→ **Dataset**
[Begin]

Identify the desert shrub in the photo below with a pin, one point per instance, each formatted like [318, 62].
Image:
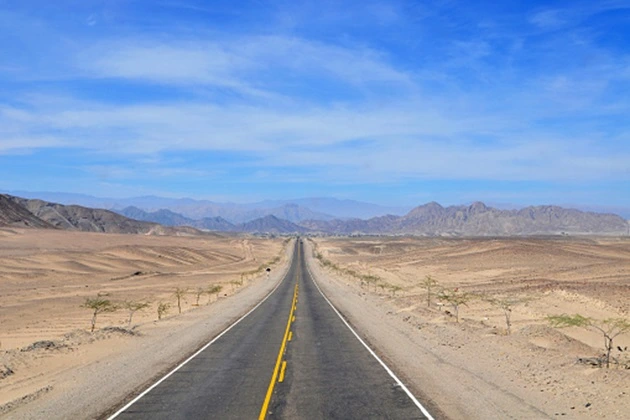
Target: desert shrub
[455, 298]
[98, 305]
[179, 294]
[163, 309]
[610, 328]
[429, 283]
[132, 307]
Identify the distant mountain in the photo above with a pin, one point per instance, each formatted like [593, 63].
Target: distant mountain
[163, 217]
[340, 209]
[14, 214]
[270, 224]
[81, 218]
[293, 210]
[215, 223]
[169, 218]
[480, 220]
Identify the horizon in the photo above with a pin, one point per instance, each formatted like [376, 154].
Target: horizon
[392, 103]
[624, 212]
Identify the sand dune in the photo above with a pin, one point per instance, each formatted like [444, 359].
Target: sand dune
[537, 367]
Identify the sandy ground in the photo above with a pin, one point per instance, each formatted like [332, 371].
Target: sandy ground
[51, 366]
[473, 369]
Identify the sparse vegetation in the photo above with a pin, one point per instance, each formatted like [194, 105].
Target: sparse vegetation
[429, 283]
[364, 278]
[610, 328]
[98, 305]
[214, 289]
[132, 307]
[455, 298]
[200, 291]
[179, 294]
[394, 288]
[163, 309]
[506, 304]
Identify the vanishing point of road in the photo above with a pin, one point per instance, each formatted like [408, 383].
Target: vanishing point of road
[292, 357]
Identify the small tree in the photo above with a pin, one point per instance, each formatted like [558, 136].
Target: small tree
[429, 283]
[395, 289]
[200, 291]
[506, 304]
[214, 289]
[98, 305]
[179, 294]
[455, 298]
[163, 308]
[610, 328]
[132, 307]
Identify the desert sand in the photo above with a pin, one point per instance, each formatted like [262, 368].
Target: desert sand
[467, 369]
[474, 369]
[52, 366]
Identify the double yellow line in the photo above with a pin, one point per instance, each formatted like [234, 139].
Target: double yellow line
[281, 365]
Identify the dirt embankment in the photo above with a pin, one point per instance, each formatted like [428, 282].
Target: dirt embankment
[52, 367]
[473, 368]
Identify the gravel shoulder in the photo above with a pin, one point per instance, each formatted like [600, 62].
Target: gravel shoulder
[465, 371]
[93, 380]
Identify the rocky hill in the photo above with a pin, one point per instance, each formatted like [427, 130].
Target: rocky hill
[14, 214]
[169, 218]
[81, 218]
[270, 224]
[480, 220]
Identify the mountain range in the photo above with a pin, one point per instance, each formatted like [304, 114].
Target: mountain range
[429, 219]
[478, 219]
[294, 211]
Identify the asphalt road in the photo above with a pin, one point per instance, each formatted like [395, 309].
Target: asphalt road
[291, 358]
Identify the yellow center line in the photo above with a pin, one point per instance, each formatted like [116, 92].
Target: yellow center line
[284, 368]
[274, 376]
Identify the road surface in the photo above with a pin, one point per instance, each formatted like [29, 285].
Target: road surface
[290, 358]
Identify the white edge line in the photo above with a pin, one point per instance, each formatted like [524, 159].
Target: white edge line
[387, 369]
[165, 377]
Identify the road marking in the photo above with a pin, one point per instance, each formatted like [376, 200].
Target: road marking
[387, 369]
[274, 376]
[178, 367]
[284, 368]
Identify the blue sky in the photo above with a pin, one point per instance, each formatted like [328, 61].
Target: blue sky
[399, 102]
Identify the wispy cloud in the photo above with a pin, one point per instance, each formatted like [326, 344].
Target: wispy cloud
[385, 92]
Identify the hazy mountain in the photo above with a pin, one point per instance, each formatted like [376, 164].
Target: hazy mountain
[81, 218]
[480, 220]
[341, 209]
[162, 217]
[169, 218]
[270, 224]
[292, 210]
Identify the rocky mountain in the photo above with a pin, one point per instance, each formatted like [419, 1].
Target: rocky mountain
[14, 214]
[214, 223]
[81, 218]
[480, 220]
[163, 217]
[168, 218]
[270, 224]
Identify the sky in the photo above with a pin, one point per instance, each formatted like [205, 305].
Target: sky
[391, 102]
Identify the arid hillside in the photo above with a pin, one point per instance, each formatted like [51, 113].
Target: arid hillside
[485, 283]
[46, 275]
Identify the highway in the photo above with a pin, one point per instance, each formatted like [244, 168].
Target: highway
[292, 357]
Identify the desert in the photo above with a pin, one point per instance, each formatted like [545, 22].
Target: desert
[462, 363]
[473, 368]
[49, 356]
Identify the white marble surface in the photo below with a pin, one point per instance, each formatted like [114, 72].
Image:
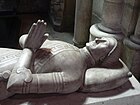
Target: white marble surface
[128, 94]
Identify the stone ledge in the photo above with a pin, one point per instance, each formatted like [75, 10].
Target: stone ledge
[128, 94]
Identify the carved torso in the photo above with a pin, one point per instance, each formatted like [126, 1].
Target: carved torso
[57, 56]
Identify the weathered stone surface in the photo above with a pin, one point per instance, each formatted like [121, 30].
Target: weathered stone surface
[32, 6]
[112, 13]
[8, 5]
[128, 94]
[82, 22]
[62, 14]
[130, 16]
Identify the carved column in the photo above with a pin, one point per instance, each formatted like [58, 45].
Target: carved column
[111, 21]
[130, 16]
[131, 28]
[82, 22]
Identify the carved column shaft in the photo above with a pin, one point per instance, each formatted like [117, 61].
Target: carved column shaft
[111, 21]
[111, 16]
[82, 22]
[136, 37]
[130, 16]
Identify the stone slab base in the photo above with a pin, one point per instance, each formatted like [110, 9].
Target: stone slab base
[128, 94]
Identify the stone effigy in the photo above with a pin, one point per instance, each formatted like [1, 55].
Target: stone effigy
[45, 66]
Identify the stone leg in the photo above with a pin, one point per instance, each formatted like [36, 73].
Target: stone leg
[102, 79]
[55, 82]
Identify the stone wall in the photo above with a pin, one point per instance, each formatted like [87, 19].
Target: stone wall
[130, 27]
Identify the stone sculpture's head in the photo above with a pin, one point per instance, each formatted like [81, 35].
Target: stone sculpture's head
[101, 48]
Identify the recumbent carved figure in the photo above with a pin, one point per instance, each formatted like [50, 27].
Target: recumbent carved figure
[45, 66]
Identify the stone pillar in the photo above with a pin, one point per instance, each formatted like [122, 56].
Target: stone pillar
[111, 16]
[82, 22]
[111, 21]
[130, 16]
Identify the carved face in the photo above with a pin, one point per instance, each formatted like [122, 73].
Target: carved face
[101, 47]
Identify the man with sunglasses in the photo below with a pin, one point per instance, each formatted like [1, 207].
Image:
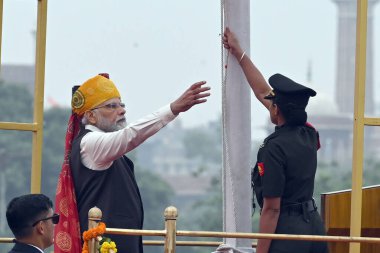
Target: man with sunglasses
[96, 169]
[31, 219]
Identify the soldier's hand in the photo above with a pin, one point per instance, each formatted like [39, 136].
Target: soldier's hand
[195, 94]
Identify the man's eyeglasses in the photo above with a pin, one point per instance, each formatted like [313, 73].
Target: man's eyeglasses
[111, 106]
[54, 218]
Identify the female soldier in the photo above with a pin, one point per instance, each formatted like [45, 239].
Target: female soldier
[283, 177]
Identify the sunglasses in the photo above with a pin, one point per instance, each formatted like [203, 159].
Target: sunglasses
[111, 106]
[54, 218]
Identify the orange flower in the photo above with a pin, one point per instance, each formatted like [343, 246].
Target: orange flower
[92, 233]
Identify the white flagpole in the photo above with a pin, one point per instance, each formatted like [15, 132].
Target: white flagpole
[236, 130]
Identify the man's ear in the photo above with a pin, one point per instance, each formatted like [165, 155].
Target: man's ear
[91, 117]
[40, 228]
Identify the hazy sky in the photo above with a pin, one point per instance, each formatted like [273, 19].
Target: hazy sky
[154, 49]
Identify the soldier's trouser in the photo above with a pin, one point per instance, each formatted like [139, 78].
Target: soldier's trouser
[295, 223]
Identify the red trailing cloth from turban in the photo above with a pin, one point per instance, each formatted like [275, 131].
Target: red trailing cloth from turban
[67, 232]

[End]

→ **Required work**
Write out each line of the data exactly; the images should be left out.

→ **Result**
Identify the desert shrub in the photo below with a pin, one point per instance, each formatted like [318, 62].
Image:
Target: desert shrub
[455, 298]
[98, 305]
[179, 294]
[163, 309]
[610, 328]
[429, 283]
[132, 307]
Identify the distant mountain in the photo above with a pin, one point per instance, each formatted like [593, 63].
Target: distant mountain
[163, 217]
[340, 209]
[14, 214]
[270, 224]
[81, 218]
[293, 210]
[215, 223]
[169, 218]
[480, 220]
Identify the horizon in the photo above with a pin, one point per instance, each formatted like [376, 154].
Target: horizon
[392, 103]
[624, 212]
Identify the sand dune in the photo above with a pin, one point per instance, each formatted like [444, 359].
Target: sand dune
[537, 367]
Identify the sandy ground in the photo above with a pin, one point per instance, each formatted like [332, 371].
Target: sandy ground
[51, 366]
[473, 369]
Identify the sparse vegetation in the photo above with a pin, one point per instance, each formatted like [194, 105].
Target: sparse vegetation
[429, 283]
[364, 278]
[610, 328]
[98, 305]
[214, 289]
[132, 307]
[455, 298]
[200, 291]
[179, 294]
[394, 288]
[163, 309]
[506, 304]
Identify the vanishing point of road in the photo above with a pin, one point per instance, each formatted like [408, 383].
Target: vanishing point of road
[292, 357]
Identify the small tree in the photo above with a pin, one point per instance, each formatted like [558, 136].
Target: small tree
[429, 283]
[395, 289]
[200, 291]
[506, 304]
[214, 289]
[98, 305]
[179, 294]
[455, 298]
[163, 308]
[610, 328]
[132, 307]
Identify the desert sand in the photo above with a pin, one point per instance, each formatted like [262, 368].
Target: desert sand
[467, 369]
[474, 369]
[52, 366]
Identify the double yellow line in the photo above with a pin, one point per instance, each formatted like [234, 139].
Target: double yellow line
[281, 365]
Identify the dirt embankment in the photo above with a pin, one point per instance, each formatted like [428, 282].
Target: dirt embankment
[52, 367]
[473, 368]
Identify the gravel shoulder in the photo above with a pin, one point per instance, each formatted like [600, 62].
Target: gravel shoulder
[465, 371]
[93, 380]
Identify the rocky hill in the photo above with a pin, one point per instance, each formatted like [427, 130].
Target: rocky hill
[14, 214]
[169, 218]
[81, 218]
[270, 224]
[480, 220]
Identify the mountain range in the photo above with a pin, one point per instance, each formatted like [304, 114].
Target: mountain range
[429, 219]
[478, 219]
[294, 211]
Identify the asphalt road in the photo above with a pin, one point per instance, each formatted like [395, 309].
Target: asphalt road
[291, 358]
Identify the yellow center line in the photo above with a pin, one point per instance, each formatted like [116, 92].
Target: yellow center line
[284, 368]
[274, 376]
Identify the road surface in the photo above with a pin, one point per instance, each formatted like [29, 285].
Target: road surface
[290, 358]
Identify the white edge line in the photo above with a pin, one point per instance, each formatted like [524, 159].
Target: white edge line
[387, 369]
[165, 377]
Identify the road marking in the photo above with a pin, one point per instance, each formatted like [376, 200].
Target: road marking
[387, 369]
[274, 376]
[178, 367]
[284, 368]
Identify the blue sky in the photo above with a pin, one point per instance, each formatted like [328, 61].
Target: blue sky
[399, 102]
Identify the wispy cloud in the photo above with a pin, one point per instance, each formatted like [326, 344].
Target: wispy cloud
[385, 92]
Identify the hazy mountain in the photo above with a pin, one point per instance, each formatted like [376, 164].
Target: hazy mountain
[81, 218]
[480, 220]
[341, 209]
[162, 217]
[169, 218]
[270, 224]
[292, 210]
Identify the rocky mountain in the photo above with a pin, one point per instance, each formatted like [419, 1].
Target: rocky mountain
[14, 214]
[214, 223]
[81, 218]
[480, 220]
[163, 217]
[168, 218]
[270, 224]
Identify the sky in the photo above with a pin, one point per instance, each formatted like [205, 305].
Target: sky
[391, 102]
Identify the arid hillside in the photo above with a pin, one point per instance, each formatted like [51, 113].
Target: arid hillside
[485, 283]
[46, 275]
Identify the highway in the photo above with a pin, one point per instance, each formatted like [244, 168].
Target: highway
[292, 357]
Identify the desert in the photo above with a pin, one point per instance, each formatted like [545, 22].
Target: desert
[462, 363]
[473, 368]
[49, 356]
Identify the white marble surface in the photo below with a pin, one point per instance, each formatted like [114, 72].
Image:
Target: white marble surface
[128, 94]
Identify the stone ledge in the photo above with a pin, one point per instance, each formatted like [75, 10].
Target: stone ledge
[128, 94]
Identify the carved torso in the photo above with a pin, one point per instance, each formatted like [126, 1].
Target: carved torso
[57, 56]
Identify the weathered stone surface in the photo above with a pin, one point per instance, each formatted like [121, 30].
Target: weathered stone surface
[32, 6]
[112, 13]
[8, 5]
[128, 94]
[82, 22]
[62, 14]
[130, 16]
Identify the carved column in the photo above with a pin, one point per instance, each formatted like [58, 45].
Target: carved column
[111, 21]
[130, 16]
[131, 28]
[82, 22]
Identify the carved column shaft in the photo above with a pin, one point per instance, each formatted like [117, 61].
Target: carved column shaft
[111, 21]
[111, 16]
[82, 22]
[136, 37]
[130, 16]
Identify the stone slab base in the photo above with a pin, one point per instance, each formatted like [110, 9].
Target: stone slab base
[128, 94]
Identify the stone effigy in the photo above with a pin, one point per instance, each formatted like [1, 55].
Target: stone effigy
[45, 66]
Identify the stone leg in the photo above with a pin, one point per instance, each formatted like [36, 73].
Target: stone leg
[102, 79]
[55, 82]
Identify the stone wall in the photo above with a pin, one point per instance, each formatted like [87, 19].
Target: stone wall
[130, 27]
Identify the stone sculpture's head in the photo above with a pin, one point per instance, each formatted like [81, 35].
Target: stone sculpture's head
[101, 48]
Identify the recumbent carved figure in the photo above with a pin, one point per instance, each formatted like [50, 27].
Target: recumbent carved figure
[45, 66]
Identify the stone pillar in the photo above with a pin, one point per instance, each formatted like [122, 56].
Target: stone pillar
[111, 16]
[82, 22]
[111, 21]
[130, 16]
Identify the carved face in the photo above with a pin, one point per instance, each formatted like [122, 73].
Target: carved face
[101, 47]
Identify the man with sunglasses in the photo below with a pin, one point per instance, each formatted like [1, 207].
Image:
Target: man with sunglasses
[96, 169]
[31, 219]
Identify the soldier's hand in the photo above with a pin, one point per instance, each formatted like [39, 136].
Target: soldier's hand
[195, 94]
Identify the man's eyeglasses in the photo above with a pin, one point per instance, each formatted like [313, 73].
Target: man's eyeglasses
[111, 106]
[54, 218]
Identify the female soldier in the photo above with a pin, one point per instance, each formatted like [45, 239].
Target: female soldier
[283, 177]
Identify the sunglasses in the photo above with a pin, one point per instance, each formatted like [203, 159].
Target: sunglasses
[111, 106]
[54, 218]
Identify the orange flower in the photo above with a pin, one point per instance, each formatted like [343, 246].
Target: orange flower
[92, 233]
Identify the white flagpole in the photo above with a pin, one point per instance, each formatted like [15, 132].
Target: white flagpole
[236, 130]
Identify the man's ear in the photo above with a pin, one point per instance, each formatted like [165, 155].
Target: man's ear
[91, 117]
[40, 228]
Identify the hazy sky in the photo above with a pin, one point per instance, each formatted like [273, 19].
Target: hazy sky
[154, 49]
Identify the soldier's trouser in the photo above with a pin, one point per instance, each formatted like [139, 78].
Target: soldier's trouser
[295, 223]
Identify the red trailing cloth from turban in the photo above with a pin, one point per instance, each formatted like [275, 131].
Target: red trailing cloth from turban
[67, 232]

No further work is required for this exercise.